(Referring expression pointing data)

_ _ _ _

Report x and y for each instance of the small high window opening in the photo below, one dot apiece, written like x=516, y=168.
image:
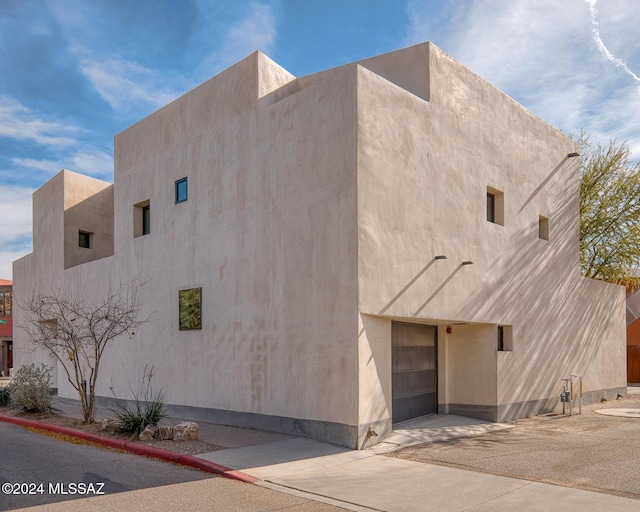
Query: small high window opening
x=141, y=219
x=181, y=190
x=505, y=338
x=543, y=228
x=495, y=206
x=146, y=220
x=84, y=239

_ _ _ _

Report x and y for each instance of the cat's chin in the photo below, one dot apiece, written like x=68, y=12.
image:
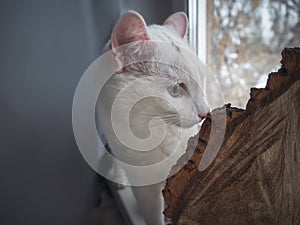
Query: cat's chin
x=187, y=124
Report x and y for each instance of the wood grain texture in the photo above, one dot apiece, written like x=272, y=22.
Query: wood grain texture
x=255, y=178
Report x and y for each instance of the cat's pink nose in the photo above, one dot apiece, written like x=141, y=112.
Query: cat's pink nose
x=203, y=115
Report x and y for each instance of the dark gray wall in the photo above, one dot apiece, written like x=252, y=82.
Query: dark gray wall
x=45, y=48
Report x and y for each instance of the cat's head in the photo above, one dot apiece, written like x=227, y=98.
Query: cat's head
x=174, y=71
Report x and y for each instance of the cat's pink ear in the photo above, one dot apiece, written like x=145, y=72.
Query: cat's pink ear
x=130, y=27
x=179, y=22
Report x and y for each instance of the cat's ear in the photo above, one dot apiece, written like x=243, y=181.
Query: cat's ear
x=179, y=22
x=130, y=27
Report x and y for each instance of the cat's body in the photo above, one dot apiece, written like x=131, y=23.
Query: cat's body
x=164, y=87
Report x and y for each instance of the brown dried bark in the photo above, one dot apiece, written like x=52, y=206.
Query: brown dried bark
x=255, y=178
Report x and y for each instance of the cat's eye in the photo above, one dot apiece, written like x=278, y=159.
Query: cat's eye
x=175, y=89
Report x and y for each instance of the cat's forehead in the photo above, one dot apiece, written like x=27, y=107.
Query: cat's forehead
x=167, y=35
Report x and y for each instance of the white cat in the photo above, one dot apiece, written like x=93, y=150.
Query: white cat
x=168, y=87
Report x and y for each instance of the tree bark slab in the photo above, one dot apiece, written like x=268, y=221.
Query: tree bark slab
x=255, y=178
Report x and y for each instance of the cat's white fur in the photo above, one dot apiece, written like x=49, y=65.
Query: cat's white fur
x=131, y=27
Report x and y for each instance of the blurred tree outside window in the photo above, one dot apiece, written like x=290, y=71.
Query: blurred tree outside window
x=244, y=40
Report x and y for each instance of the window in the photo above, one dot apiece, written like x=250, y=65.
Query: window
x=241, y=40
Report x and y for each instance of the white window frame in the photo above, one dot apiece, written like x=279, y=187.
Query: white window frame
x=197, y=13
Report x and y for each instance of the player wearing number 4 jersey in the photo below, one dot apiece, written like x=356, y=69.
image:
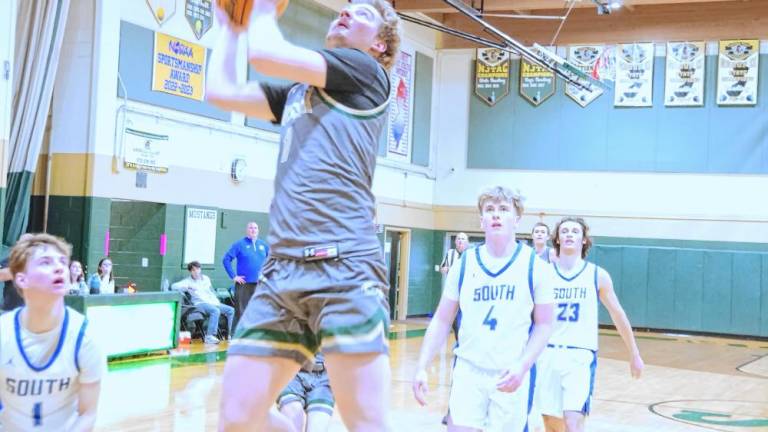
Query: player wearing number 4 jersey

_ _ _ _

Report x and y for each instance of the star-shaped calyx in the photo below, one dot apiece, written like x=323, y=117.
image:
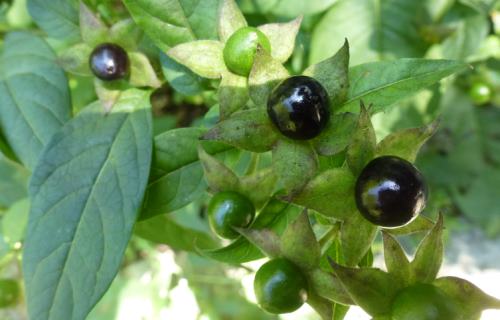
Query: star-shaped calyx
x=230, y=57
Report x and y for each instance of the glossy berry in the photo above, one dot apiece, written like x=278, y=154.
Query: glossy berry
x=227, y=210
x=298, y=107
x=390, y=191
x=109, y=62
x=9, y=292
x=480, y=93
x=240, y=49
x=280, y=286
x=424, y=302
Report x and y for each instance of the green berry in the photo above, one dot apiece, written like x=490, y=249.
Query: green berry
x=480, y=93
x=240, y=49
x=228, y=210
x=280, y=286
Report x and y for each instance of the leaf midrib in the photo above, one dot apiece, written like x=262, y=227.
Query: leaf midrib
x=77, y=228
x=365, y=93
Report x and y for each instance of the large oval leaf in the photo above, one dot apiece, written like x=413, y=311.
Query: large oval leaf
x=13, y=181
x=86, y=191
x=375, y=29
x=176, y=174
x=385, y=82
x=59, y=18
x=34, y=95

_ _ _ _

Repeat the lines above exactly, beginning with the one containing "Report x and y for each instance of the window" and finishing with the one containing "Query: player wearing number 4 jersey". No pictures belong in the copy.

Report x and y for each instance of the window in the photo above, one dot apiece, written like x=250, y=65.
Query: window
x=241, y=40
Report x and y for each instance of the white window frame in the photo above, one dot apiece, written like x=279, y=187.
Query: white window frame
x=197, y=13
Report x and y for each instance of the player wearing number 4 jersey in the photo below, one dot apiece, written like x=356, y=69.
image:
Query: player wearing number 4 jersey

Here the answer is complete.